Begin with the line that holds "Expected: one point per instance of the seal tail" and repeat each line after it exactly, ending with the last line of the listing.

Input material:
• • •

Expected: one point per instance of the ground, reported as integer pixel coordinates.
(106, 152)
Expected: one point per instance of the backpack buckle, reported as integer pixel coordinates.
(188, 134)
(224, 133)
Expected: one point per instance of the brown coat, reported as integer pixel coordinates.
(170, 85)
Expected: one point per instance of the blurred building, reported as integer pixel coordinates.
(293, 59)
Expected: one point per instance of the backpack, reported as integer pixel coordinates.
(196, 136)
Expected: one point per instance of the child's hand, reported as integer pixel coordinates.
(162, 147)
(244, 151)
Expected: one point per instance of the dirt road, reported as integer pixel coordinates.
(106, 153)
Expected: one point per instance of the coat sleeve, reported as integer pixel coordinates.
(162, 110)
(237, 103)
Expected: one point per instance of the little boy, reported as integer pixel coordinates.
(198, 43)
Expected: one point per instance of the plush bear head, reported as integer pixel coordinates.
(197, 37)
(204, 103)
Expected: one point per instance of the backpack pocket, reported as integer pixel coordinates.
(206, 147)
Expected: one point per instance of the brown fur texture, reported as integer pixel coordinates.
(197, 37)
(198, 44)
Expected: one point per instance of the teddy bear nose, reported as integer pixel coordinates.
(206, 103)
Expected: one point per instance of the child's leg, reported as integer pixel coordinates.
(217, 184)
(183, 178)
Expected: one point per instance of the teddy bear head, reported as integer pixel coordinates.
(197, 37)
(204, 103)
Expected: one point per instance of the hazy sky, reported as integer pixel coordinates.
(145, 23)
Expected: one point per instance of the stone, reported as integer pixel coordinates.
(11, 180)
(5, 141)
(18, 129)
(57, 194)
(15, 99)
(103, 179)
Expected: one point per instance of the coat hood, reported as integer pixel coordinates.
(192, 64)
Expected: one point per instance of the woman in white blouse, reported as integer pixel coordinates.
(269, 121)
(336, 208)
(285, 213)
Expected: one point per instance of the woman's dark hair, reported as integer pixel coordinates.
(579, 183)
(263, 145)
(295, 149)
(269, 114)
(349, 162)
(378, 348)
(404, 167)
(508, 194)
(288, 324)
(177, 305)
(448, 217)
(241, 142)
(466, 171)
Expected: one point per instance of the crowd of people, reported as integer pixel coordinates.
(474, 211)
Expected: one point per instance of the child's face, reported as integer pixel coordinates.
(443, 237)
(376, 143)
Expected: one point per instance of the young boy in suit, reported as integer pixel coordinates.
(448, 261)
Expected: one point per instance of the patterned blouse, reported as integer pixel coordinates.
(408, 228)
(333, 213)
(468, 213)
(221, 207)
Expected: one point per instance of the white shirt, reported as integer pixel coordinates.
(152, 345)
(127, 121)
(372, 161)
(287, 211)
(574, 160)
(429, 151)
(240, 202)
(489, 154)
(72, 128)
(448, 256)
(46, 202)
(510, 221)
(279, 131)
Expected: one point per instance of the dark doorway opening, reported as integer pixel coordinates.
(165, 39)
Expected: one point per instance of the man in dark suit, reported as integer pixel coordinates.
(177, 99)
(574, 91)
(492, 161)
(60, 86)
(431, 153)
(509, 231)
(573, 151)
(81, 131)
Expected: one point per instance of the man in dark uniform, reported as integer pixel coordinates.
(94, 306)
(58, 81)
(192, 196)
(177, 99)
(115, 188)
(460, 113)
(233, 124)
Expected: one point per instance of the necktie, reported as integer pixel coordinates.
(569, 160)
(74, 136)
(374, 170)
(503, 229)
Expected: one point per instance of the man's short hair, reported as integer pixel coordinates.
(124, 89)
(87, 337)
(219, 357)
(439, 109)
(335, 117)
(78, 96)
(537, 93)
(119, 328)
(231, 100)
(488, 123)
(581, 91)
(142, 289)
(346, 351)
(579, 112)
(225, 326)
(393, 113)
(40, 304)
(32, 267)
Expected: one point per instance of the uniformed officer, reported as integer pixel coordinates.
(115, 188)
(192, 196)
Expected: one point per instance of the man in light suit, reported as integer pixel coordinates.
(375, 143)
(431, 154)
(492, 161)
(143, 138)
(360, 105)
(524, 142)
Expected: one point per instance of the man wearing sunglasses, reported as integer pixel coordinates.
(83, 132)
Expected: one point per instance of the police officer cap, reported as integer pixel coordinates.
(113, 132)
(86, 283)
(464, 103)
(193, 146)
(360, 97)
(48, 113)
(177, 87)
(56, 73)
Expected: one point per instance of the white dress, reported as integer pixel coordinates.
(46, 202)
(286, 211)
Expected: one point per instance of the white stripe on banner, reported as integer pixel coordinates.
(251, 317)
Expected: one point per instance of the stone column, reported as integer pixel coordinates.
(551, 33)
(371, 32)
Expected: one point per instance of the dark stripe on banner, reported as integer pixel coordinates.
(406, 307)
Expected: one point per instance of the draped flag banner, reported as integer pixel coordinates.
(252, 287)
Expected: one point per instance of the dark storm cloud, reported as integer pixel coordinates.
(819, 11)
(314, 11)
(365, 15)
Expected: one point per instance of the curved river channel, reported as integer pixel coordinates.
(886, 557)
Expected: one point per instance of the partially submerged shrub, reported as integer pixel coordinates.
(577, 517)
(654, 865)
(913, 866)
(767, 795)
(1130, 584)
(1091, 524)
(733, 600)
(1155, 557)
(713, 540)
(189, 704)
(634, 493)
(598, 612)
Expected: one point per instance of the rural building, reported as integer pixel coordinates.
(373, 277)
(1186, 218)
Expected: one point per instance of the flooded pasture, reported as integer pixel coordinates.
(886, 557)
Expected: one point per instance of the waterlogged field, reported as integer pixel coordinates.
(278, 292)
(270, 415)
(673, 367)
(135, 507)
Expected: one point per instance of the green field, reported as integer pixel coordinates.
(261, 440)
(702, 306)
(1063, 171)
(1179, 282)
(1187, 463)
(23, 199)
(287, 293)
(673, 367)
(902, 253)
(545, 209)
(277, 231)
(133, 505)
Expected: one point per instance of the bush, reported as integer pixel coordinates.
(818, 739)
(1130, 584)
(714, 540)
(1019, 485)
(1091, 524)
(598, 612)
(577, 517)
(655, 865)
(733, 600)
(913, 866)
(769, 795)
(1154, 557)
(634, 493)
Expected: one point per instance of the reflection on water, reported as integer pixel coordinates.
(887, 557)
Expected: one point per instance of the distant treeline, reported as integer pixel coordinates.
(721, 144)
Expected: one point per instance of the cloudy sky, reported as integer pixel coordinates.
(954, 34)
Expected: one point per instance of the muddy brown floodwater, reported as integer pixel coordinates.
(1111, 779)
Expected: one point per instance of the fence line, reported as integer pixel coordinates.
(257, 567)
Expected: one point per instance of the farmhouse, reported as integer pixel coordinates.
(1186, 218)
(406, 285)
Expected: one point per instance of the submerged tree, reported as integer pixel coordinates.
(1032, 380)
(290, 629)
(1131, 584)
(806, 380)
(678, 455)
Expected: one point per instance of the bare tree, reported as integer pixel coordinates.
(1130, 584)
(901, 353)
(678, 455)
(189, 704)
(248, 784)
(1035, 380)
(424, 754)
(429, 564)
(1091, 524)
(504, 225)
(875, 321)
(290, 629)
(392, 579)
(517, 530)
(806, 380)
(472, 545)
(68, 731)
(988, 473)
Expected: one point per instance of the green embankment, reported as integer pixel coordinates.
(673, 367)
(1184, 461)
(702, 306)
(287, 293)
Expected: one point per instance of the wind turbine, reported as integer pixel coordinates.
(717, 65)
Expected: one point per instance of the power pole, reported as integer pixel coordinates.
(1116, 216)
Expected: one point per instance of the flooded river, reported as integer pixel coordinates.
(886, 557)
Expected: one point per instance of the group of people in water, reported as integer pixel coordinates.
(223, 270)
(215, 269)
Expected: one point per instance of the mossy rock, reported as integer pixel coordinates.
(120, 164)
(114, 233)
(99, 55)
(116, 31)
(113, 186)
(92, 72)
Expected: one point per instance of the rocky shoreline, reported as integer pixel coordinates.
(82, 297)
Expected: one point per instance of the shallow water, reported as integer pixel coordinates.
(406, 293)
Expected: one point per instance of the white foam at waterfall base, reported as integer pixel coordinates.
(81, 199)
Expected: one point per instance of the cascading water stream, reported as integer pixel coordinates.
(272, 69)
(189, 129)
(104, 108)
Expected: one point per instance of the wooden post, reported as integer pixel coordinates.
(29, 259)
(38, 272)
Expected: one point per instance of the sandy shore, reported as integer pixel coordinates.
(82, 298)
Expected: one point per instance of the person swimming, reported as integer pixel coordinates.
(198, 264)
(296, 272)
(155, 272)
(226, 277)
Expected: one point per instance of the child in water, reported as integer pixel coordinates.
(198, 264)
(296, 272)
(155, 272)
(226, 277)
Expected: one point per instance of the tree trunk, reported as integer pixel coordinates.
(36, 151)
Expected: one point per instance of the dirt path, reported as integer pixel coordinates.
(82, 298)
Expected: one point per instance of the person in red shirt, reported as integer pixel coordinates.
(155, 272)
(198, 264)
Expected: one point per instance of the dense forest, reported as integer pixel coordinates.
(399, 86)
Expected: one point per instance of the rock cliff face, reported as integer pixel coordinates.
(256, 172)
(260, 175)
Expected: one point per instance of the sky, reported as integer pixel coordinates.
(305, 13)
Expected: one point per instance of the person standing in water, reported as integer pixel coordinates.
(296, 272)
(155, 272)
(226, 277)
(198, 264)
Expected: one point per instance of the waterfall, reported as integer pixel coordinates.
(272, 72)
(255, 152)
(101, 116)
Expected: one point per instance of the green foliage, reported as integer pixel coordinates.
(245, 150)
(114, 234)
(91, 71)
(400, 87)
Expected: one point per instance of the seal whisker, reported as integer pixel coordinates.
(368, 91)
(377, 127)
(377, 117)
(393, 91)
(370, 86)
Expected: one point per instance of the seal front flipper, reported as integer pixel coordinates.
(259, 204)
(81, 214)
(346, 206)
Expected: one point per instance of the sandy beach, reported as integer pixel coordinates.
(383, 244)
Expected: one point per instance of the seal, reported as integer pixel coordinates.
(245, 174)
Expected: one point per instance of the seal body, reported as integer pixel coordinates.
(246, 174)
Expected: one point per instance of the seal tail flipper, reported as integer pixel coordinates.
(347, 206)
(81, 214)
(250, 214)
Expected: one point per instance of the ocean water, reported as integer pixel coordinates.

• • •

Answer section:
Expected: one point per instance of the seal tail flipper, reported as integer pixel coordinates.
(347, 206)
(81, 214)
(250, 214)
Expected: one point per instance of the ocean water, reported as integer pixel coordinates.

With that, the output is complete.